• [Objectives]:
A - From the article about Google and targeted advertising, extract word for word the passage that begins with the words "Google’s decision to" and ends with "most, questions remain.".
B - Count the lines in the records that contain the word "white", and reply with only that number.

• [Excerpt]:
◆ ◆ ◆ ◆ ◆ ◆ ◆
When Google announced on Wednesday that it will no longer support independent user-level identifiers, the industry, well, freaked out.
Google’s decision to stop supporting third-party user IDs both within and outside of its ecosystem will not stop the industry from continuing to use such identifiers on the open web. However, Google’s sheer scale and dominance of both the web and the programmatic ecosystem will make it difficult for such initiatives to scale.
There’s still a lot of confusion about what this news, and the broader push by tech giants to adopt more privacy-compliant practices, means for media planning and buying, and the ad tech world at large. While some are optimistic that targeting will live on, others see the writing on the wall. For most, questions remain.
Here are the questions that Google needs to answer:— Paul Bannister (@pbannist) March 3, 2021
* Will their O&O ad systems have access to data from: Chrome log-in, Chrome sync/history, Login with Google, Login with Google history, Android history, Google Home? (I think the answer is "no" but they need to answer)
* Will Google have special access to information around FLoCs, TURTLEDOVE, FLEDGE, etc.? (I am sure the answer is "no" but there is a ton of misinformation around about this) 3/— Paul Bannister (@pbannist) March 3, 2021
* https://t.co/CnyD5DJvmd gets data from two main places - what the search actually is (which is G data), and what the user clicks on (which really should be publisher data). Will G stop using click data for their own targeting? (I'm sure the answer is "no") 5/5— Paul Bannister (@pbannist) March 3, 2021
So Campaign US asked ad tech experts the question: What does Google’s announcement mean for the future of targeted advertising? Are cookie workarounds and initiatives like Unified ID 2.0 dead?
Below are their responses.
Myles Younger, senior director of the data practice at MightyHive/S4 Capital
“It seems that general-purpose workarounds to the third-party cookie are now indeed dead.
◆ ◆ ◆ ◆ ◆ ◆ ◆
• [Supplied data]:
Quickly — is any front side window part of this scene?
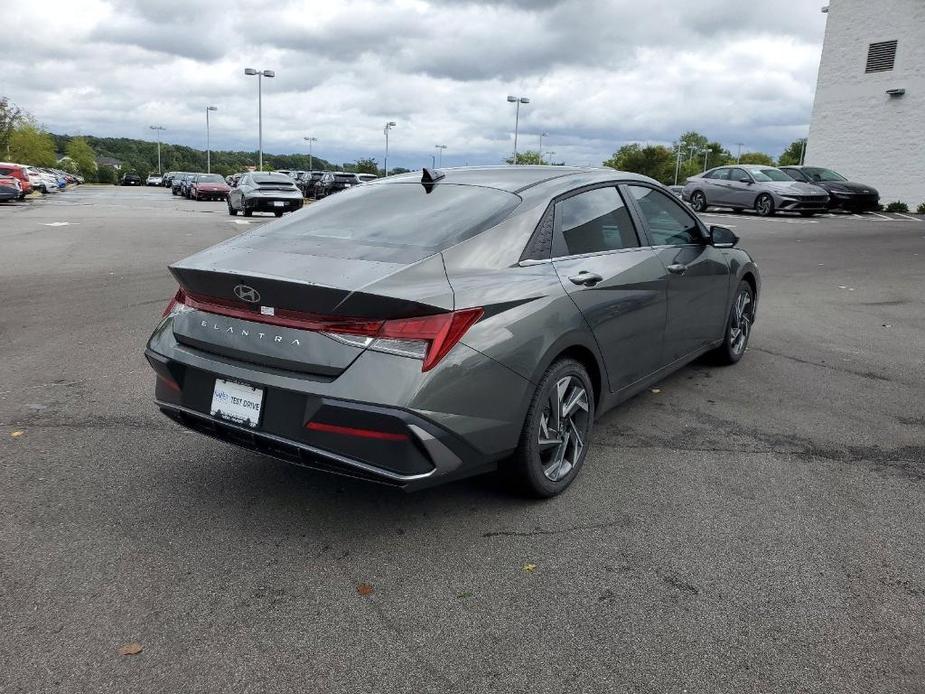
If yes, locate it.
[628,186,702,246]
[556,187,639,255]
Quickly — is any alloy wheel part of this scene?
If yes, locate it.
[729,289,754,356]
[538,376,591,482]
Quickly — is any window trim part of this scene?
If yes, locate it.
[620,181,710,248]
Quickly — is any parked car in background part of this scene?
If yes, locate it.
[189,174,231,200]
[297,171,325,198]
[0,174,22,202]
[315,171,360,198]
[780,166,880,212]
[228,172,303,217]
[0,162,32,200]
[178,173,199,198]
[681,164,829,217]
[145,166,761,497]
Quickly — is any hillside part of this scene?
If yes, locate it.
[52,134,343,177]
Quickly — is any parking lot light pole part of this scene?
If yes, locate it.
[244,67,276,171]
[206,106,218,173]
[382,120,396,176]
[507,96,530,164]
[674,142,681,185]
[148,125,167,176]
[302,137,318,171]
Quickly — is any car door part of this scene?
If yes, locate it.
[703,169,729,205]
[727,167,755,207]
[552,185,667,391]
[626,183,729,364]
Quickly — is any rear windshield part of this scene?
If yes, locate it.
[254,174,292,186]
[274,182,520,252]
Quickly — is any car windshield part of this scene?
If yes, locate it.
[266,183,520,253]
[748,168,793,183]
[803,166,848,181]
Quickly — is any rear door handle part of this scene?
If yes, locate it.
[568,270,604,287]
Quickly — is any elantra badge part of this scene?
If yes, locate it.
[234,284,260,304]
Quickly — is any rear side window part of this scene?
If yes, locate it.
[273,183,520,257]
[627,186,702,246]
[553,188,639,255]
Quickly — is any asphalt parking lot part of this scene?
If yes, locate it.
[0,186,925,694]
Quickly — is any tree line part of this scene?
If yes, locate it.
[603,130,806,185]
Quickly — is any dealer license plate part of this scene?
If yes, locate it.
[211,378,263,429]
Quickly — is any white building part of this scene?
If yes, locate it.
[806,0,925,210]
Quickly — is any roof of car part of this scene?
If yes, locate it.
[373,165,651,193]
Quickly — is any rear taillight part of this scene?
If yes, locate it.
[164,289,485,371]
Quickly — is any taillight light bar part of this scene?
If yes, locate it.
[164,289,485,371]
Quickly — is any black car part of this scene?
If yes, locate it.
[315,171,361,198]
[296,171,325,198]
[228,172,303,217]
[779,166,880,212]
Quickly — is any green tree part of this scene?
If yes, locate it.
[8,120,57,166]
[604,142,675,183]
[778,138,806,166]
[66,137,96,180]
[739,152,774,166]
[353,157,379,176]
[0,96,25,159]
[504,149,546,166]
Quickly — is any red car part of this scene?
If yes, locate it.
[0,162,32,200]
[189,174,231,200]
[0,175,22,202]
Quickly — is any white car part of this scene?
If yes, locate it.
[26,169,58,193]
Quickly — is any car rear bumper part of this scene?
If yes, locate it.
[145,349,496,491]
[244,196,304,212]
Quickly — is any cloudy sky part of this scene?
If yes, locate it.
[7,0,825,168]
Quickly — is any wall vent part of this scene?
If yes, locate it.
[864,41,896,72]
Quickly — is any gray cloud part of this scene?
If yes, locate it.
[4,0,824,166]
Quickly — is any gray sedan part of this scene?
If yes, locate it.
[681,165,829,217]
[146,166,760,496]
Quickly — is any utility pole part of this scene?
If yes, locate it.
[148,125,167,176]
[302,137,318,171]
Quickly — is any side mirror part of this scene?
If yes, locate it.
[710,226,739,248]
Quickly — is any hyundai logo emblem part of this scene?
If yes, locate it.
[234,284,260,304]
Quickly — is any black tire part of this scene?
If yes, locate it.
[691,190,708,212]
[503,359,594,498]
[710,280,755,366]
[755,193,774,217]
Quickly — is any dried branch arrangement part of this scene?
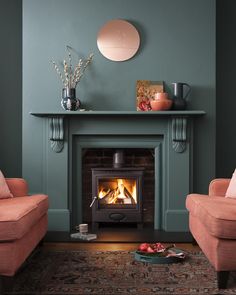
◆ ◆ ◆ ◆ ◆ ◆ ◆
• [Expected outputs]:
A -
Google’s decision to stop supporting third-party user IDs both within and outside of its ecosystem will not stop the industry from continuing to use such identifiers on the open web. However, Google’s sheer scale and dominance of both the web and the programmatic ecosystem will make it difficult for such initiatives to scale.
There’s still a lot of confusion about what this news, and the broader push by tech giants to adopt more privacy-compliant practices, means for media planning and buying, and the ad tech world at large. While some are optimistic that targeting will live on, others see the writing on the wall. For most, questions remain.

B - 2